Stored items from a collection

* Begin *

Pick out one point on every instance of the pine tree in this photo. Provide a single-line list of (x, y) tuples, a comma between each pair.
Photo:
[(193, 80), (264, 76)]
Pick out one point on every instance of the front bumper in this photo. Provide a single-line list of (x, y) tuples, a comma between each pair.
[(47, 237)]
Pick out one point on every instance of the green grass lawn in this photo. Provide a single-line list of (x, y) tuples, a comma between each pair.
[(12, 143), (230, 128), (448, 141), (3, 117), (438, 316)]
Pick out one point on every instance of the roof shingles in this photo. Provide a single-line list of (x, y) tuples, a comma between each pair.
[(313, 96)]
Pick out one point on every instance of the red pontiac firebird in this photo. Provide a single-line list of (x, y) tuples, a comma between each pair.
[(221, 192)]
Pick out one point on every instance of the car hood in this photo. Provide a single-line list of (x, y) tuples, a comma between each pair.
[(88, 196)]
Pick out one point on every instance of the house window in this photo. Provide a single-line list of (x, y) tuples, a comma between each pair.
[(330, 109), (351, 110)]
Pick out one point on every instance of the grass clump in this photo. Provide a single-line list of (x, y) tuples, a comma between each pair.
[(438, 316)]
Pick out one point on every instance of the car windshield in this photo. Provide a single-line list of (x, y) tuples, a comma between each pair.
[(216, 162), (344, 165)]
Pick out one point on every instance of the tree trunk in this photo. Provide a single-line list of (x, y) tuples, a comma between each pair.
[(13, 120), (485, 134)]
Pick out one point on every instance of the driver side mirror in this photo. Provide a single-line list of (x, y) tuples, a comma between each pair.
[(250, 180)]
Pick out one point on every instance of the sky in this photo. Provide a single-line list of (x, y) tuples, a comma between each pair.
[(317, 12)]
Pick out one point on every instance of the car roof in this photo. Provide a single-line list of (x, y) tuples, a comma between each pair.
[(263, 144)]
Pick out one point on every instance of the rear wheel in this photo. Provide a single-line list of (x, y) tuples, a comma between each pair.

* End *

To be done:
Put the lines of these records into a numbered list, dropping any blank lines.

Final result:
1. Pick out one point on every instance of the pine tree in this photo. Provide a single-line list of (x, y) tuples, a comma between each pair.
2. Photo:
3. [(193, 80), (264, 76)]
4. Pick out one point on every instance of the front bumper in this photo. Provide a single-line list of (x, y) tuples, a comma between each pair.
5. [(47, 237)]
6. Pick out one point on every instance of the green grass lawn in this photo. Provide a single-line list of (x, y) tuples, a comma between each pair.
7. [(12, 143), (230, 128), (448, 141), (3, 117), (438, 316)]
8. Pick out one point on every instance of the roof shingles in this photo. Provide a single-line list of (x, y) tuples, a comma between each pair.
9. [(313, 96)]
10. Pick out one point on every instance of the red pontiac firebird in this photo. Provide a single-line list of (x, y) tuples, a comma between each pair.
11. [(221, 192)]
12. Pick out one point on every instance of the car hood in this photo. Provide a single-line list of (x, y) tuples, a comma between each pair.
13. [(88, 196)]
14. Pick out one point on every instance of the house window in this photo. Provide a single-line list of (x, y) tuples, a comma between each pair.
15. [(330, 109), (351, 110)]
16. Pick out one point on every instance of the grass clump in this photo. Provide a single-line list of (x, y) tuples, a comma between each pair.
17. [(438, 316)]
18. Pick out one point on every instance of the car windshield in this photo. Provide a single-line list of (x, y) tuples, a comma between each pair.
19. [(216, 162), (344, 165)]
20. Pick out one point on every instance of the tree trunk in this photo. Provide a single-line list of (x, y) tuples, a comma between each pair.
21. [(13, 120), (485, 134)]
22. Pick out one point on every instance of the driver side mirror in this photo. Provide a single-line list of (x, y) tuples, a comma between each pair.
23. [(250, 180)]
24. Pick out one point on every instance of the sky in this photo. Provide a single-line list of (x, y) tuples, a comma between each pair.
25. [(317, 12)]
26. Pick out one point on every instance of the car roof in this photo. Provide a single-line list of (x, y) tuples, a comma between each pair.
27. [(263, 144)]
28. Pick out one point on every instance of the rear wheel in this photo. Provide a single-line list of (x, y) tuples, a comma between each pair.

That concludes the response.